| Exercise requirements |
Copy out each of the following entries word for word, omitting the pictures.
--- start of Data for the task ---
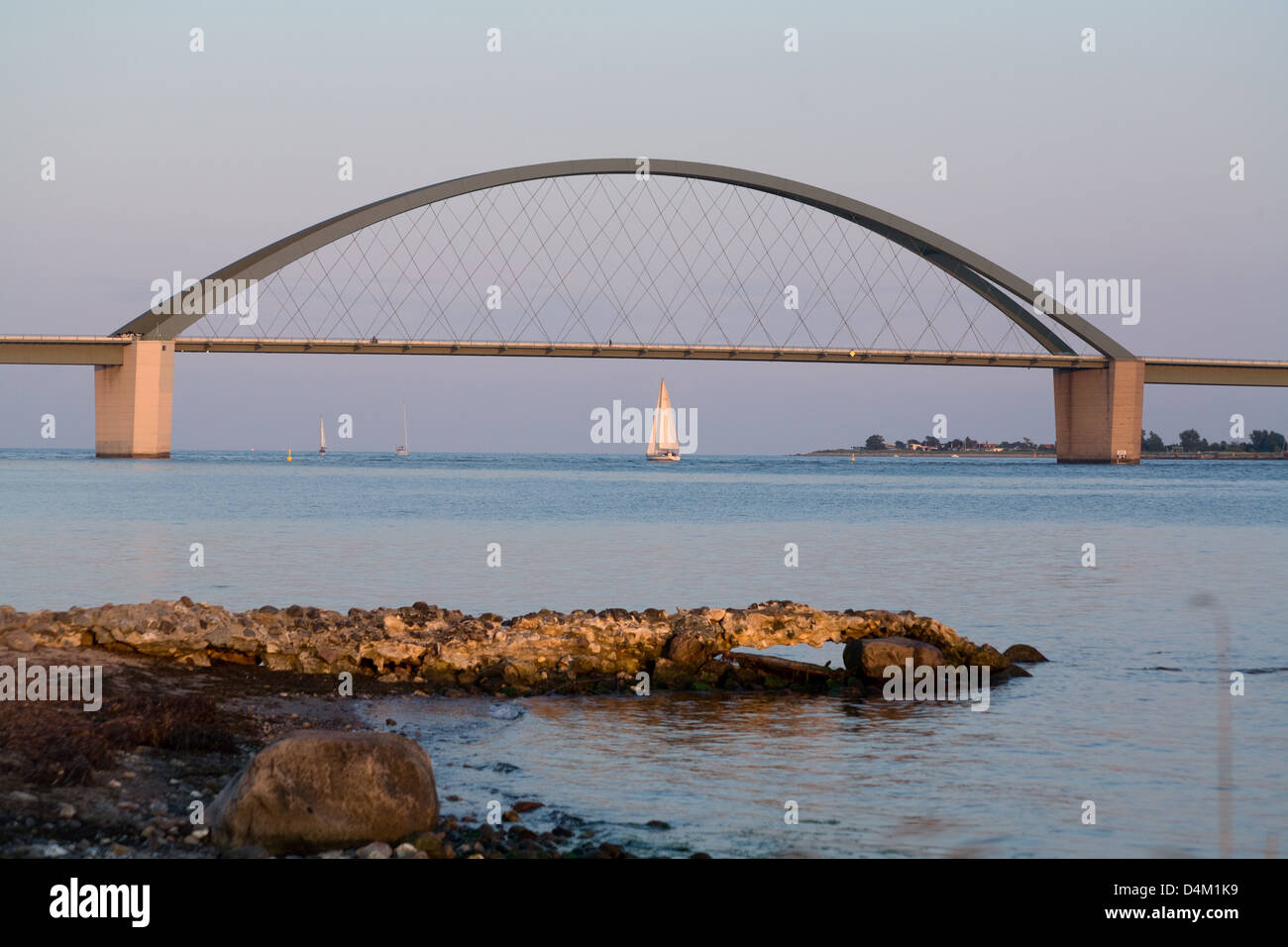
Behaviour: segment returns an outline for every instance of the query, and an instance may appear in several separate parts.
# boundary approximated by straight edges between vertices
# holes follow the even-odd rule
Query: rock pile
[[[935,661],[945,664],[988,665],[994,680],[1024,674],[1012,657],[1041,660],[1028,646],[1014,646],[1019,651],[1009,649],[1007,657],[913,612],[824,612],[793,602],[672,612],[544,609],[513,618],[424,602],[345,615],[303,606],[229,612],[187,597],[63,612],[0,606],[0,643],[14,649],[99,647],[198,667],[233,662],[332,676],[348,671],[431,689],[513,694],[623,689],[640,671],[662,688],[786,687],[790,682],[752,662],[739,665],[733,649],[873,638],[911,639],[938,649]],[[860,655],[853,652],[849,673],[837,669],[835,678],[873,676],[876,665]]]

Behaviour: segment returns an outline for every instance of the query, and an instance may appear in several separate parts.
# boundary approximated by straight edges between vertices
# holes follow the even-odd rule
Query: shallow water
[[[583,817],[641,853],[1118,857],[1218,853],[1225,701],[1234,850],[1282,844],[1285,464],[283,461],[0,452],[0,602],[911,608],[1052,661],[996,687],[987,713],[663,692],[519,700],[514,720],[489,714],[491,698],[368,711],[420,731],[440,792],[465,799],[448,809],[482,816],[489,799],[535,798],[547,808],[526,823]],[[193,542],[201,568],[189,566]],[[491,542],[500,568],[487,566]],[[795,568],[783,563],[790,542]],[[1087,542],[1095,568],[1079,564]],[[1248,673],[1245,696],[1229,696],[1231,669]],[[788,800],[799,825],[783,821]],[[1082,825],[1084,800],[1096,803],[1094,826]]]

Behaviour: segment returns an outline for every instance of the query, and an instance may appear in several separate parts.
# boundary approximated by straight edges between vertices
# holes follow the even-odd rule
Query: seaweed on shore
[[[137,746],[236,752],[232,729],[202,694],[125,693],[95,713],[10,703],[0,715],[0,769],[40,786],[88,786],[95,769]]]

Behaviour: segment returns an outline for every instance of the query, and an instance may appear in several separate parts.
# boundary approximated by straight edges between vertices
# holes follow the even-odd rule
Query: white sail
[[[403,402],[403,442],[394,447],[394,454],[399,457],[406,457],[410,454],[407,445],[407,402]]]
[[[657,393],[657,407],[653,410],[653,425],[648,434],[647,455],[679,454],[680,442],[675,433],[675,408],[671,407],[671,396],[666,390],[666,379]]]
--- end of Data for the task ---
| Task solution |
Behaviour: segment returns an outline for every instance of the query, and an instance may appear in several separate parts.
# boundary approximated by straight edges between vertices
# holes follow the even-odd rule
Query: rock pile
[[[935,661],[945,664],[988,665],[994,680],[1024,674],[1012,657],[1041,660],[1028,646],[1014,646],[1019,651],[1009,649],[1007,657],[913,612],[824,612],[793,602],[672,612],[544,609],[513,618],[424,602],[345,615],[303,606],[229,612],[187,597],[63,612],[0,606],[0,643],[14,649],[99,647],[198,667],[233,662],[332,676],[348,671],[431,689],[513,694],[623,689],[640,671],[662,688],[786,687],[790,682],[752,662],[739,665],[733,649],[873,638],[911,639],[938,649]],[[860,655],[853,652],[849,673],[837,669],[835,678],[873,676],[876,665]]]

Behaviour: segment returns an outline for every instance of the query, and an instance may appear in several separate parts.
# boundary approximated by straight edges between vertices
# holes follow the even-odd rule
Query: shallow water
[[[583,817],[641,853],[1118,857],[1218,853],[1225,701],[1234,850],[1282,844],[1285,464],[283,461],[0,452],[0,602],[911,608],[1052,661],[996,687],[987,713],[663,692],[519,700],[514,720],[489,714],[491,698],[368,711],[420,731],[440,792],[465,799],[448,809],[482,816],[489,799],[535,798],[547,808],[526,823]],[[193,542],[201,568],[189,566]],[[491,542],[500,568],[487,566]],[[795,568],[783,563],[790,542]],[[1087,542],[1095,568],[1079,564]],[[1248,673],[1245,696],[1229,696],[1231,669]],[[788,800],[799,825],[783,821]],[[1082,825],[1084,800],[1096,803],[1094,826]]]

Behaviour: segment returns an outline for every instance of the query, and an instance may appear in several separate parts.
# boundary approximated by straight edges between vertices
# holes follow the even-odd rule
Query: seaweed on shore
[[[137,746],[236,752],[232,729],[202,694],[125,693],[95,713],[10,703],[0,715],[0,769],[40,786],[88,786],[95,769]]]

Behaviour: segment returns an outline for every instance of the query, and an instance may appear in several separate parts.
# boundary approximated by straight edges between vertices
# holes follow the even-odd rule
Query: white sail
[[[403,402],[403,442],[394,447],[394,454],[399,457],[406,457],[410,454],[407,445],[407,402]]]
[[[657,393],[657,407],[653,410],[653,425],[648,434],[647,455],[679,454],[680,442],[675,433],[675,408],[671,407],[671,396],[666,390],[666,379]]]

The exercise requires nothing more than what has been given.